• Instruction a:
Count the lines in the records below that contain the string "beer", and give only that number.

• Text block:
You are viewing a plain text version of this content. The canonical link for it is here.
Posted to issues@bookkeeper.apache.org by GitBox <gi...@apache.org> on 2018/04/23 21:18:49 UTC
[GitHub] nicmichael opened a new pull request #1364: Issue #1363: Fast and
Garbage-Free Codahale Statistics Timers
nicmichael opened a new pull request #1364: Issue #1363: Fast and Garbage-Free Codahale Statistics Timers
URL: https://github.com/apache/bookkeeper/pull/1364
This change introduces a new Codahale-based metrics provider "FastCodahaleMetricsProvider" in the codahale-metrics-provider artifact, which can be activated through the "statsProviderClass" config parameter (no changes made to the existing "CodahaleMetricsProvider"). This new "FastCodahaleMetricsProvider" brings a new timer implementation "FastTimer", which extends Codahale's Timer class, provides an identical API, is registered in Codahale's timer registry, and can be queried through the existing JettyServices implementation. FastTimer provides similar functionality as Codahale's default timer, but is significantly faster and (nearly) garbage free.
The improvements of FastTimer over Codahale default Timer with ExponentiallyDecayingReservoirs are:
* entirely garbage-free Timer updates (only snapshot creations when querying a timer allocate a small number of Java objects)
* 3x faster Timer updates (i.e. 3x shorter code-path to update a timer)
* half the memory footprint (in default configuration)
FastTimer reduces GC pause times in our experiments as described in Issue 1363 by half (same as entirely deactivating all timers).
The primary functional differences between FastTimer and Codahale default Timer with ExponentiallyDecayingReservoirs are:
* FastTimer keeps values for a fixed, configurable time period (default: 60 seconds) rather than exponentially decaying them
* FastTimer bucketizes event times rather than storing discrete values. Percentile values depend on the bucket resolution.
Design Considerations
---------------------
The design goals of this timer implementation are for it to be
- fast (i.e. few instructions to update a timer)
- scalable (i.e. little synchronization cost for concurrent timer updates)

• Extracted records:
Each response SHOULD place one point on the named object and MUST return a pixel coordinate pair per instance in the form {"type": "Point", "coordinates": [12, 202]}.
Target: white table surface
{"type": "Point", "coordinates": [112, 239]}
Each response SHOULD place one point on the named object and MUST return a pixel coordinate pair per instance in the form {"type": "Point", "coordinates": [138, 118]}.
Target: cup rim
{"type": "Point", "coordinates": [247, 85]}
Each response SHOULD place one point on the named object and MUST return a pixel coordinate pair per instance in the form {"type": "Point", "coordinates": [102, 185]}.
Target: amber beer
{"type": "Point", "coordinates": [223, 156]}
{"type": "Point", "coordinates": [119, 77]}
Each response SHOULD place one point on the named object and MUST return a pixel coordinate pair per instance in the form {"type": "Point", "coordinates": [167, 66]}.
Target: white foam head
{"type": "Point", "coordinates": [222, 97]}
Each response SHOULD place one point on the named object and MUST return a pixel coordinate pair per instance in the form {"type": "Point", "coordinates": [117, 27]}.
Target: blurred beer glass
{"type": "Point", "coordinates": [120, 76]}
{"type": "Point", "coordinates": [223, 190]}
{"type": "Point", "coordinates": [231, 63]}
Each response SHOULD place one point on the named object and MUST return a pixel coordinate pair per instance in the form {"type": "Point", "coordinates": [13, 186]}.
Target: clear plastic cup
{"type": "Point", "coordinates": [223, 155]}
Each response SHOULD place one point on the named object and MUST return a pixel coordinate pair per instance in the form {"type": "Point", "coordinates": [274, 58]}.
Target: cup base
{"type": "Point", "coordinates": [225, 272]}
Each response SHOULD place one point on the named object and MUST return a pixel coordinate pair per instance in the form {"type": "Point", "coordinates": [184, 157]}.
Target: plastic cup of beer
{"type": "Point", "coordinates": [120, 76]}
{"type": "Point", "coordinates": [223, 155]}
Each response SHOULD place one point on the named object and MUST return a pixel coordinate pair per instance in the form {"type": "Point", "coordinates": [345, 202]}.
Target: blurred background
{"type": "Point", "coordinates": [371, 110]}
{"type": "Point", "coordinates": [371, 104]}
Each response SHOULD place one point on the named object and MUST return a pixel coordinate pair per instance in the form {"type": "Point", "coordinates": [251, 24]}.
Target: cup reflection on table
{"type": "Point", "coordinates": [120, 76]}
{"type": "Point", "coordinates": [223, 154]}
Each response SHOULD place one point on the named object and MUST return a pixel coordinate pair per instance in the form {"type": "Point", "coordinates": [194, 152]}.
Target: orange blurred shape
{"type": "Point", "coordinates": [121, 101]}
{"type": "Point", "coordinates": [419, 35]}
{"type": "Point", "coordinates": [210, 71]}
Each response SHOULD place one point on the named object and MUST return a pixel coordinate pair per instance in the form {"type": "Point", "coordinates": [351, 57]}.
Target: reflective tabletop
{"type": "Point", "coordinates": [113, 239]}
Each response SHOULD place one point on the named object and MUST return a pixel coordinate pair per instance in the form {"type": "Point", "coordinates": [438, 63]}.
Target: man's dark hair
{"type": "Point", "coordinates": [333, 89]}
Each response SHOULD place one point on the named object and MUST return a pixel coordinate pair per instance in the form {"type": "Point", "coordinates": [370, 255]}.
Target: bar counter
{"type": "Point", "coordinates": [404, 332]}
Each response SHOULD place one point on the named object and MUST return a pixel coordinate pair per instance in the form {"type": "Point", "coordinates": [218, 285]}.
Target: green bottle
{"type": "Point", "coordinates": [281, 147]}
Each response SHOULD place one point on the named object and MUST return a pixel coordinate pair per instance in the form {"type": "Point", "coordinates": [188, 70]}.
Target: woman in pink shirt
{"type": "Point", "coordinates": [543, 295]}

• Instruction b:
Reproduce, word for word, everything in the pull request text above from "FastTimer reduces GC" down to "instructions to update a timer)".

• Solution a:
3

• Solution b:
FastTimer reduces GC pause times in our experiments as described in Issue 1363 by half (same as entirely deactivating all timers).
The primary functional differences between FastTimer and Codahale default Timer with ExponentiallyDecayingReservoirs are:
* FastTimer keeps values for a fixed, configurable time period (default: 60 seconds) rather than exponentially decaying them
* FastTimer bucketizes event times rather than storing discrete values. Percentile values depend on the bucket resolution.
Design Considerations
---------------------
The design goals of this timer implementation are for it to be
- fast (i.e. few instructions to update a timer)